+++ Raw data +++

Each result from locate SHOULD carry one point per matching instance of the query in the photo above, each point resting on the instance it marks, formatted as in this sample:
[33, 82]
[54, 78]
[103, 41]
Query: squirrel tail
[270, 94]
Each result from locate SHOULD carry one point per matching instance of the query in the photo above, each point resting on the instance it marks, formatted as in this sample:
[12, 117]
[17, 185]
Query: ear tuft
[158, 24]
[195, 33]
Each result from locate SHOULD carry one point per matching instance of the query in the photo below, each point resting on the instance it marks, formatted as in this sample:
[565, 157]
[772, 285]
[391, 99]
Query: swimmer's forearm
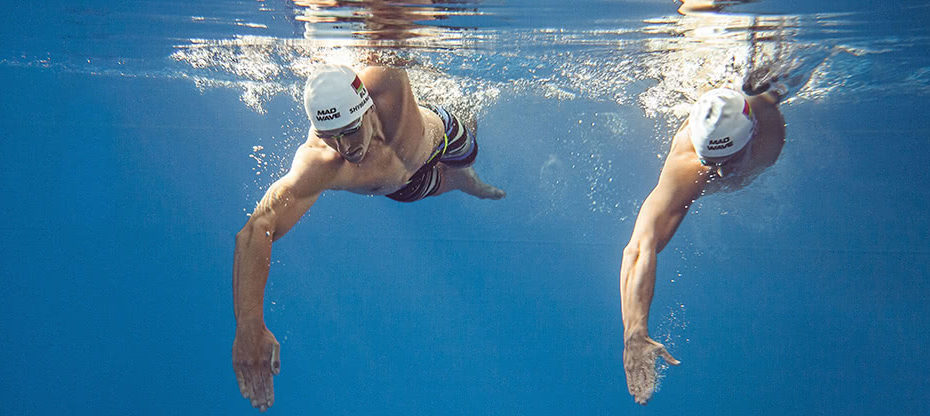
[250, 274]
[637, 286]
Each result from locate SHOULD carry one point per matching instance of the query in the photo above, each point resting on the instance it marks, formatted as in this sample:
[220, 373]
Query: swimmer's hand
[639, 362]
[256, 359]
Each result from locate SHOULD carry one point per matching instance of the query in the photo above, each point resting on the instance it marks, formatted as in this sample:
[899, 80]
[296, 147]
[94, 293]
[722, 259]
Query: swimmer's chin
[354, 157]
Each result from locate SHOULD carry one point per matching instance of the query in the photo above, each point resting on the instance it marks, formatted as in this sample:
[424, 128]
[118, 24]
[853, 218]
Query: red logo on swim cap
[357, 85]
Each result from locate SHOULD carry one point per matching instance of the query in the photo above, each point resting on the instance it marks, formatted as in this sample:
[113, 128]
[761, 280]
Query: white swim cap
[335, 97]
[721, 123]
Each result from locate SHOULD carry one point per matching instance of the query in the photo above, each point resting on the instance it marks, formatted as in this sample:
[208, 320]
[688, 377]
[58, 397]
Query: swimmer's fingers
[276, 359]
[662, 352]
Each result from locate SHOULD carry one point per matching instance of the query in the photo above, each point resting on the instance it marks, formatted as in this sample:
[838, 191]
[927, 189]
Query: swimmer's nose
[353, 155]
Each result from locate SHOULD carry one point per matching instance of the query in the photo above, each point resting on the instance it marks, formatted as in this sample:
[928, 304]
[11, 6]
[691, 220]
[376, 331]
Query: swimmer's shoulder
[315, 156]
[385, 80]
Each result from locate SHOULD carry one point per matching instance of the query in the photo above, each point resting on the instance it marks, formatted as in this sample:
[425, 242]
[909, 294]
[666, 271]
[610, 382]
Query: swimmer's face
[351, 141]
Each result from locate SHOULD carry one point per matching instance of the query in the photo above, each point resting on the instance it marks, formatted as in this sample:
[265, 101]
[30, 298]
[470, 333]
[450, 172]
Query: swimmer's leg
[467, 180]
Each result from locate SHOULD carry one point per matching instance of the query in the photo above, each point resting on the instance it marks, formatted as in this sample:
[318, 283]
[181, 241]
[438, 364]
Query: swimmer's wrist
[635, 331]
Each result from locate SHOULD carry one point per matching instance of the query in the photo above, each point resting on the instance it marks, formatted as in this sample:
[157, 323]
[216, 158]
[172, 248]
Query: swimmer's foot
[485, 191]
[475, 186]
[467, 180]
[639, 361]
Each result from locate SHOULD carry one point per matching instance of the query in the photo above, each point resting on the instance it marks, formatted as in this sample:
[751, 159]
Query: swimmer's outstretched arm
[255, 350]
[680, 183]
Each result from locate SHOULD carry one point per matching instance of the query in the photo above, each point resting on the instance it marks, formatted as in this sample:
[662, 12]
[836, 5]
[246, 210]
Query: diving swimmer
[368, 136]
[727, 140]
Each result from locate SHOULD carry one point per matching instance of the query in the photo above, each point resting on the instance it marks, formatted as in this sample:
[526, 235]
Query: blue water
[128, 169]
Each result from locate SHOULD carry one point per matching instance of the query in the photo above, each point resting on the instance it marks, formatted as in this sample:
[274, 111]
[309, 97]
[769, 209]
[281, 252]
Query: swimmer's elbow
[638, 246]
[261, 223]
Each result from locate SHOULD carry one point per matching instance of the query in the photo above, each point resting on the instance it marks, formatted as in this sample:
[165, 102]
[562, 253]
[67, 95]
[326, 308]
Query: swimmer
[368, 136]
[727, 140]
[705, 6]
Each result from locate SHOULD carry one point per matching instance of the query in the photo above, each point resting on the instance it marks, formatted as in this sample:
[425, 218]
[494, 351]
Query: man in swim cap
[368, 136]
[727, 140]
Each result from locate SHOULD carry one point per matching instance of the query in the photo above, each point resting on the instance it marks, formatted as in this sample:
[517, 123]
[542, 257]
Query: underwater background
[137, 137]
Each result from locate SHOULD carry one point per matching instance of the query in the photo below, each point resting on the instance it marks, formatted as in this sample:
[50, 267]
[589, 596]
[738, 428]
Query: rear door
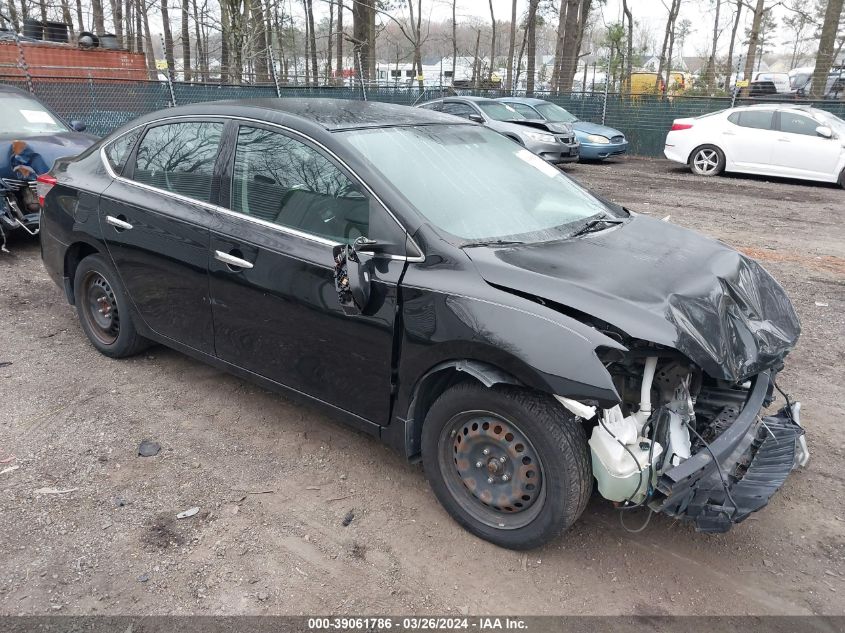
[276, 310]
[155, 218]
[749, 140]
[801, 152]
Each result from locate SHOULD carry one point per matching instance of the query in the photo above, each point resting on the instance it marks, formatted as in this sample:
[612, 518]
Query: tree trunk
[532, 46]
[668, 34]
[629, 53]
[455, 41]
[339, 43]
[730, 59]
[492, 42]
[225, 35]
[575, 25]
[511, 51]
[312, 39]
[117, 18]
[99, 21]
[827, 45]
[257, 11]
[475, 72]
[142, 10]
[754, 37]
[168, 38]
[329, 44]
[13, 17]
[186, 41]
[559, 45]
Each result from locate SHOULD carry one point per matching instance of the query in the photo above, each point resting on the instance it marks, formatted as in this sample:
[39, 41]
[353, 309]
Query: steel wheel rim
[517, 492]
[706, 161]
[100, 308]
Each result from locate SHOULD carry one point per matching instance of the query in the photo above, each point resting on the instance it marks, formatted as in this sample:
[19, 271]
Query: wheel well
[75, 254]
[713, 145]
[445, 376]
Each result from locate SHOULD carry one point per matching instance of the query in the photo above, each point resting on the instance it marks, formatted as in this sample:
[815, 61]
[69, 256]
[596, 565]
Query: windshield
[556, 114]
[20, 115]
[475, 183]
[499, 111]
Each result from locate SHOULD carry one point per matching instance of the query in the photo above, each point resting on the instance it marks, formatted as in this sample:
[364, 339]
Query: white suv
[772, 139]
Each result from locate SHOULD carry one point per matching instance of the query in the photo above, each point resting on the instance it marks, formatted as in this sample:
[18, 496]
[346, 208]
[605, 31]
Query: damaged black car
[439, 287]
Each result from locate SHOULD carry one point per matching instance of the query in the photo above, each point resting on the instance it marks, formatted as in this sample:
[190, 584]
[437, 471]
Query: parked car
[31, 137]
[597, 141]
[555, 142]
[791, 141]
[443, 289]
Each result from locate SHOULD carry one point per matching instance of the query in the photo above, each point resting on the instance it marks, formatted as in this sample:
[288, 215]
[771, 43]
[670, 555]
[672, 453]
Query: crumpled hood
[661, 283]
[585, 127]
[40, 152]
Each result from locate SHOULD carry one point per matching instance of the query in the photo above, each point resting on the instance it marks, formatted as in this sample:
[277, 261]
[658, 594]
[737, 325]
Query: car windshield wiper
[492, 243]
[597, 224]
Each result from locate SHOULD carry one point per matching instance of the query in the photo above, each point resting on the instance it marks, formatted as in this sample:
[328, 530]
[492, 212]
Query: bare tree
[99, 21]
[753, 38]
[168, 38]
[827, 45]
[531, 36]
[668, 41]
[511, 46]
[492, 41]
[186, 41]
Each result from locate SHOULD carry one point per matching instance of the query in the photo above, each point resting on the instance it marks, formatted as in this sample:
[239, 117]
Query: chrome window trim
[270, 225]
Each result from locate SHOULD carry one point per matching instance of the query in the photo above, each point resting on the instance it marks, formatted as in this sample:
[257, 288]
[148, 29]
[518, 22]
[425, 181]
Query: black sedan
[525, 340]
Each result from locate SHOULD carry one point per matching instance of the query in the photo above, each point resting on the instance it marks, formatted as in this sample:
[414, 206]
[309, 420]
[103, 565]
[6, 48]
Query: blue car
[32, 137]
[597, 141]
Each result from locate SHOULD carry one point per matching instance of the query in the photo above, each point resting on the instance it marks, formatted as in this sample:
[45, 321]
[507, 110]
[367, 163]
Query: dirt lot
[274, 480]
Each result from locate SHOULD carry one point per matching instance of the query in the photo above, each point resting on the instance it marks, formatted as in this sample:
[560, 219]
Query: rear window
[179, 157]
[117, 152]
[758, 119]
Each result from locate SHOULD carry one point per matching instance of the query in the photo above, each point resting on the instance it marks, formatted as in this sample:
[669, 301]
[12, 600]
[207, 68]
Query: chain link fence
[105, 104]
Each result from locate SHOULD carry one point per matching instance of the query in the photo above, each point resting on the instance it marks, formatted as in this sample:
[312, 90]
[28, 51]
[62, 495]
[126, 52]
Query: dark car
[597, 141]
[356, 255]
[554, 142]
[31, 137]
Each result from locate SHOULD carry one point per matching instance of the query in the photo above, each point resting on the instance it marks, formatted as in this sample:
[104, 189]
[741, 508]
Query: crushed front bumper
[755, 455]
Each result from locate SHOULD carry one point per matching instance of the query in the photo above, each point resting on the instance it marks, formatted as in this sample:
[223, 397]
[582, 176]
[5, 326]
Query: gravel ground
[276, 481]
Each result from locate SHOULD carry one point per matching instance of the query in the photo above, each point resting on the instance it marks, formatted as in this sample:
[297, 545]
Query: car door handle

+++

- Problem description -
The answer must be the lines from the one containing "Query: chain link fence" to the final line of the data above, copied exactly, both included, with nothing added.

- Result for this exercise -
Query: chain link fence
[105, 104]
Each result from locate SHOULD carry one point per matching instance of the query in the photo above, each point resting on the instance it marks, formatted as in this sample:
[312, 90]
[28, 51]
[62, 495]
[126, 52]
Query: dark car
[597, 141]
[356, 255]
[554, 142]
[31, 137]
Each result from locate SHOULD carry one point per matching instance of the query in the photo above, each point resting on the instance it marks, formatted as in this sample:
[104, 189]
[741, 508]
Query: crushed front bumper
[755, 455]
Each result from locate SHOULD carry one point per matching instance of the query in the photo above, each point resting on the instance it marks, formatted as in this sample:
[223, 397]
[582, 176]
[5, 326]
Query: gravel ground
[276, 481]
Each result from locate SHOULD carry one point per matching instance of the query in the photo above, each point resting on the instance it marks, formatted as in this sample:
[297, 545]
Query: car door handle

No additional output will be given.